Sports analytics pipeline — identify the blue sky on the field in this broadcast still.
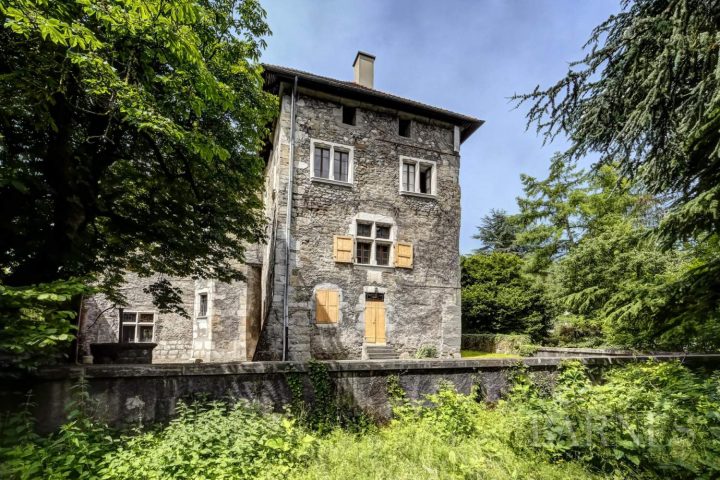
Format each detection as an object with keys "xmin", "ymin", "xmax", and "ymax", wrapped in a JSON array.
[{"xmin": 260, "ymin": 0, "xmax": 621, "ymax": 253}]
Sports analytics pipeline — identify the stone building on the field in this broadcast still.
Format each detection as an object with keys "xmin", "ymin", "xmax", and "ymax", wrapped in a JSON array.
[{"xmin": 81, "ymin": 52, "xmax": 482, "ymax": 362}]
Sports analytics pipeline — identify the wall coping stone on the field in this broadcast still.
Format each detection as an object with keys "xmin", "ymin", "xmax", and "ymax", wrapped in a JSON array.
[{"xmin": 7, "ymin": 354, "xmax": 720, "ymax": 380}]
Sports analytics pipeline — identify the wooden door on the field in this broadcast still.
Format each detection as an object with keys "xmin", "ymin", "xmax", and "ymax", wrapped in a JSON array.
[{"xmin": 364, "ymin": 299, "xmax": 386, "ymax": 344}]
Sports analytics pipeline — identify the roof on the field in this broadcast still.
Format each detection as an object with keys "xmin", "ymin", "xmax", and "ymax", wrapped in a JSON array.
[{"xmin": 262, "ymin": 63, "xmax": 484, "ymax": 143}]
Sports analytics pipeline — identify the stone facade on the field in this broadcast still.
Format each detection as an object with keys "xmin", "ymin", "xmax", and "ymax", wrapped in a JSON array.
[
  {"xmin": 81, "ymin": 269, "xmax": 261, "ymax": 363},
  {"xmin": 255, "ymin": 91, "xmax": 465, "ymax": 360},
  {"xmin": 80, "ymin": 56, "xmax": 480, "ymax": 363}
]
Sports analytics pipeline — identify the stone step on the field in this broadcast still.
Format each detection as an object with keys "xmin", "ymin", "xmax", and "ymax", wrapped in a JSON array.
[{"xmin": 365, "ymin": 345, "xmax": 399, "ymax": 360}]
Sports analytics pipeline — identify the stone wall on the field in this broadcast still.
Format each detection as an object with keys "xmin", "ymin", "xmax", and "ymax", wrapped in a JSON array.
[
  {"xmin": 256, "ymin": 88, "xmax": 463, "ymax": 361},
  {"xmin": 81, "ymin": 270, "xmax": 259, "ymax": 363},
  {"xmin": 3, "ymin": 354, "xmax": 718, "ymax": 433}
]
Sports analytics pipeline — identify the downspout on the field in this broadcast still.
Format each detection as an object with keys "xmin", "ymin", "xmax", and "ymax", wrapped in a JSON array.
[{"xmin": 282, "ymin": 76, "xmax": 298, "ymax": 361}]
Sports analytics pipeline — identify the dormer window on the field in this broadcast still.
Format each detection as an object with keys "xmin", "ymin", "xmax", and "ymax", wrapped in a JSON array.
[
  {"xmin": 399, "ymin": 118, "xmax": 411, "ymax": 137},
  {"xmin": 342, "ymin": 106, "xmax": 356, "ymax": 126},
  {"xmin": 311, "ymin": 139, "xmax": 354, "ymax": 185},
  {"xmin": 400, "ymin": 156, "xmax": 436, "ymax": 196}
]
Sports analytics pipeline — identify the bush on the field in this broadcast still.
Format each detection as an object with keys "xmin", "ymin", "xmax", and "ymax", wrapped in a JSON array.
[
  {"xmin": 461, "ymin": 333, "xmax": 531, "ymax": 354},
  {"xmin": 547, "ymin": 313, "xmax": 605, "ymax": 347},
  {"xmin": 3, "ymin": 362, "xmax": 719, "ymax": 479},
  {"xmin": 502, "ymin": 360, "xmax": 720, "ymax": 478},
  {"xmin": 414, "ymin": 344, "xmax": 438, "ymax": 359},
  {"xmin": 0, "ymin": 279, "xmax": 91, "ymax": 369},
  {"xmin": 461, "ymin": 252, "xmax": 552, "ymax": 340}
]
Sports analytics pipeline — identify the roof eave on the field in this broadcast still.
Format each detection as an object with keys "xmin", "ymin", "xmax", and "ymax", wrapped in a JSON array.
[{"xmin": 262, "ymin": 64, "xmax": 483, "ymax": 144}]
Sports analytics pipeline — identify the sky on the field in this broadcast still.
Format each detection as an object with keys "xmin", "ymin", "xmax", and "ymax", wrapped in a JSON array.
[{"xmin": 260, "ymin": 0, "xmax": 622, "ymax": 254}]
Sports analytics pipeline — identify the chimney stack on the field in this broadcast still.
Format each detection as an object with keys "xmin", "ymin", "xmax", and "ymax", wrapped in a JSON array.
[{"xmin": 353, "ymin": 51, "xmax": 375, "ymax": 89}]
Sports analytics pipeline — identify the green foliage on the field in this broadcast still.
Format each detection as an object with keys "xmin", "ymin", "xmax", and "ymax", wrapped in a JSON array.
[
  {"xmin": 472, "ymin": 209, "xmax": 521, "ymax": 253},
  {"xmin": 461, "ymin": 333, "xmax": 532, "ymax": 355},
  {"xmin": 503, "ymin": 361, "xmax": 720, "ymax": 478},
  {"xmin": 0, "ymin": 279, "xmax": 91, "ymax": 368},
  {"xmin": 1, "ymin": 381, "xmax": 115, "ymax": 479},
  {"xmin": 7, "ymin": 362, "xmax": 720, "ymax": 479},
  {"xmin": 516, "ymin": 0, "xmax": 720, "ymax": 339},
  {"xmin": 285, "ymin": 361, "xmax": 371, "ymax": 434},
  {"xmin": 547, "ymin": 314, "xmax": 605, "ymax": 348},
  {"xmin": 415, "ymin": 344, "xmax": 438, "ymax": 359},
  {"xmin": 514, "ymin": 154, "xmax": 587, "ymax": 274},
  {"xmin": 102, "ymin": 401, "xmax": 315, "ymax": 479},
  {"xmin": 461, "ymin": 253, "xmax": 550, "ymax": 339},
  {"xmin": 0, "ymin": 0, "xmax": 276, "ymax": 310}
]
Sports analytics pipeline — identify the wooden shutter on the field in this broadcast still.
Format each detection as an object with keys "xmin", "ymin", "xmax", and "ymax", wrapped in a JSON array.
[
  {"xmin": 395, "ymin": 242, "xmax": 413, "ymax": 268},
  {"xmin": 333, "ymin": 235, "xmax": 354, "ymax": 263},
  {"xmin": 316, "ymin": 289, "xmax": 339, "ymax": 324}
]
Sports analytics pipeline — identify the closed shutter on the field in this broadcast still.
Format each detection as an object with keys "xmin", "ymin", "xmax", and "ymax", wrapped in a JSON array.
[
  {"xmin": 333, "ymin": 235, "xmax": 354, "ymax": 263},
  {"xmin": 316, "ymin": 289, "xmax": 339, "ymax": 324},
  {"xmin": 395, "ymin": 242, "xmax": 413, "ymax": 268}
]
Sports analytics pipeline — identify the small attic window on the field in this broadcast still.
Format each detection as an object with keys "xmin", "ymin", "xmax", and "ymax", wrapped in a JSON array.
[
  {"xmin": 399, "ymin": 118, "xmax": 411, "ymax": 137},
  {"xmin": 342, "ymin": 106, "xmax": 356, "ymax": 126}
]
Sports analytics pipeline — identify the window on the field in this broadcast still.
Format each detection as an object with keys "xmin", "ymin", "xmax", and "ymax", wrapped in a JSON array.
[
  {"xmin": 342, "ymin": 106, "xmax": 356, "ymax": 126},
  {"xmin": 399, "ymin": 118, "xmax": 411, "ymax": 137},
  {"xmin": 354, "ymin": 220, "xmax": 393, "ymax": 266},
  {"xmin": 400, "ymin": 157, "xmax": 436, "ymax": 196},
  {"xmin": 198, "ymin": 293, "xmax": 208, "ymax": 317},
  {"xmin": 316, "ymin": 289, "xmax": 339, "ymax": 324},
  {"xmin": 334, "ymin": 150, "xmax": 349, "ymax": 182},
  {"xmin": 314, "ymin": 146, "xmax": 330, "ymax": 178},
  {"xmin": 120, "ymin": 311, "xmax": 155, "ymax": 343},
  {"xmin": 376, "ymin": 243, "xmax": 390, "ymax": 266},
  {"xmin": 311, "ymin": 140, "xmax": 354, "ymax": 184},
  {"xmin": 356, "ymin": 241, "xmax": 372, "ymax": 264}
]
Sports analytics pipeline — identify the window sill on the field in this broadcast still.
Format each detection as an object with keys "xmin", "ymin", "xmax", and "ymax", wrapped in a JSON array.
[
  {"xmin": 311, "ymin": 177, "xmax": 353, "ymax": 188},
  {"xmin": 400, "ymin": 191, "xmax": 436, "ymax": 199},
  {"xmin": 354, "ymin": 263, "xmax": 395, "ymax": 270}
]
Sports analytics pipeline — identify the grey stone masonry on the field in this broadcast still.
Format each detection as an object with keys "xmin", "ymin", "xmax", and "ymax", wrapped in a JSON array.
[
  {"xmin": 4, "ymin": 354, "xmax": 719, "ymax": 432},
  {"xmin": 255, "ymin": 90, "xmax": 464, "ymax": 361},
  {"xmin": 80, "ymin": 58, "xmax": 478, "ymax": 364}
]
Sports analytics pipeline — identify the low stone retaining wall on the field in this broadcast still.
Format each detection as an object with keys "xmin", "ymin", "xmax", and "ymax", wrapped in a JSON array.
[
  {"xmin": 534, "ymin": 347, "xmax": 636, "ymax": 357},
  {"xmin": 2, "ymin": 354, "xmax": 719, "ymax": 433}
]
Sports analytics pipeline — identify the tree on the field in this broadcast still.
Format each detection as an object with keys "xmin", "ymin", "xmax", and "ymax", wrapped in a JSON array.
[
  {"xmin": 461, "ymin": 252, "xmax": 551, "ymax": 340},
  {"xmin": 513, "ymin": 154, "xmax": 588, "ymax": 274},
  {"xmin": 473, "ymin": 209, "xmax": 520, "ymax": 253},
  {"xmin": 0, "ymin": 0, "xmax": 276, "ymax": 308},
  {"xmin": 515, "ymin": 0, "xmax": 720, "ymax": 329}
]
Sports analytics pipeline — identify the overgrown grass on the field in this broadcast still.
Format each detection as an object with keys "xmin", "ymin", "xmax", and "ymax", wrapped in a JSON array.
[
  {"xmin": 460, "ymin": 350, "xmax": 521, "ymax": 359},
  {"xmin": 2, "ymin": 361, "xmax": 718, "ymax": 479}
]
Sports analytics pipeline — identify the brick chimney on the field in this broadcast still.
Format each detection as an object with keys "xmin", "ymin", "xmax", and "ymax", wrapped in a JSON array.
[{"xmin": 353, "ymin": 51, "xmax": 375, "ymax": 89}]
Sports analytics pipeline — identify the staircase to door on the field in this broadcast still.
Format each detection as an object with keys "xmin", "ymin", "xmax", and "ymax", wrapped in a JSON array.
[
  {"xmin": 365, "ymin": 344, "xmax": 399, "ymax": 360},
  {"xmin": 364, "ymin": 293, "xmax": 398, "ymax": 359}
]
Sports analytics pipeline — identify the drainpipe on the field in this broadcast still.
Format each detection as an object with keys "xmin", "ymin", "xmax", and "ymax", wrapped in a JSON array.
[{"xmin": 282, "ymin": 75, "xmax": 298, "ymax": 361}]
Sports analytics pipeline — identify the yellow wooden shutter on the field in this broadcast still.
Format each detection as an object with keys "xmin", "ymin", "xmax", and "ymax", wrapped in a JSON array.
[
  {"xmin": 316, "ymin": 289, "xmax": 339, "ymax": 324},
  {"xmin": 316, "ymin": 290, "xmax": 328, "ymax": 323},
  {"xmin": 395, "ymin": 242, "xmax": 413, "ymax": 268},
  {"xmin": 333, "ymin": 235, "xmax": 354, "ymax": 263},
  {"xmin": 326, "ymin": 290, "xmax": 339, "ymax": 323}
]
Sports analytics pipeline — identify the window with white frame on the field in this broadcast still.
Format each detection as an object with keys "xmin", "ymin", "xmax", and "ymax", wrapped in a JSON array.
[
  {"xmin": 198, "ymin": 293, "xmax": 208, "ymax": 317},
  {"xmin": 195, "ymin": 292, "xmax": 210, "ymax": 339},
  {"xmin": 120, "ymin": 311, "xmax": 155, "ymax": 343},
  {"xmin": 355, "ymin": 220, "xmax": 393, "ymax": 266},
  {"xmin": 400, "ymin": 156, "xmax": 436, "ymax": 195},
  {"xmin": 311, "ymin": 139, "xmax": 353, "ymax": 184}
]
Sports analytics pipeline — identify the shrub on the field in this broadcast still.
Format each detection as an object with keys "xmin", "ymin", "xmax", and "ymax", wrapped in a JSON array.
[
  {"xmin": 502, "ymin": 360, "xmax": 720, "ymax": 478},
  {"xmin": 0, "ymin": 279, "xmax": 91, "ymax": 369},
  {"xmin": 461, "ymin": 333, "xmax": 531, "ymax": 354},
  {"xmin": 414, "ymin": 344, "xmax": 438, "ymax": 359}
]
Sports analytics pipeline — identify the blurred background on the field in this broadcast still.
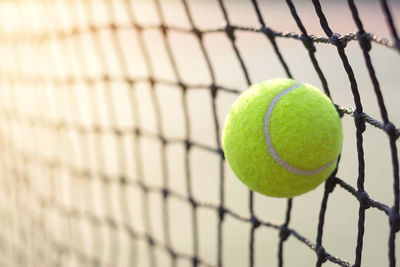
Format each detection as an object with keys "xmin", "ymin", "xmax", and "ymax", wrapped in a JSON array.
[{"xmin": 0, "ymin": 0, "xmax": 399, "ymax": 266}]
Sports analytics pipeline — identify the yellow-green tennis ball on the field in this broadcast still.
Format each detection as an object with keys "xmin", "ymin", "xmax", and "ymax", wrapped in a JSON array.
[{"xmin": 222, "ymin": 78, "xmax": 343, "ymax": 198}]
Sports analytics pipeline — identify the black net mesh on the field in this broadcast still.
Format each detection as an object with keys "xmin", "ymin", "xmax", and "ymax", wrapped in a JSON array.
[{"xmin": 0, "ymin": 0, "xmax": 399, "ymax": 267}]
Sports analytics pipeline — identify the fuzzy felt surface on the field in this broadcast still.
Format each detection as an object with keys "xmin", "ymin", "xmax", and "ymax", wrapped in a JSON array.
[{"xmin": 222, "ymin": 78, "xmax": 343, "ymax": 198}]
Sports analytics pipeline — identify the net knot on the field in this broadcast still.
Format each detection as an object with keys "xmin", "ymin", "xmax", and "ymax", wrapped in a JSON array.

------------------------------------------------

» WHAT YOU NEED TO DO: Wherever a line above contains the string "chimney", copy that line.

» WRITTEN ANSWER:
Sports analytics pipeline — identify the chimney stack on the field in this broadcast still.
Sports analytics pipeline — identify the brick chimney on the field in this broadcast still.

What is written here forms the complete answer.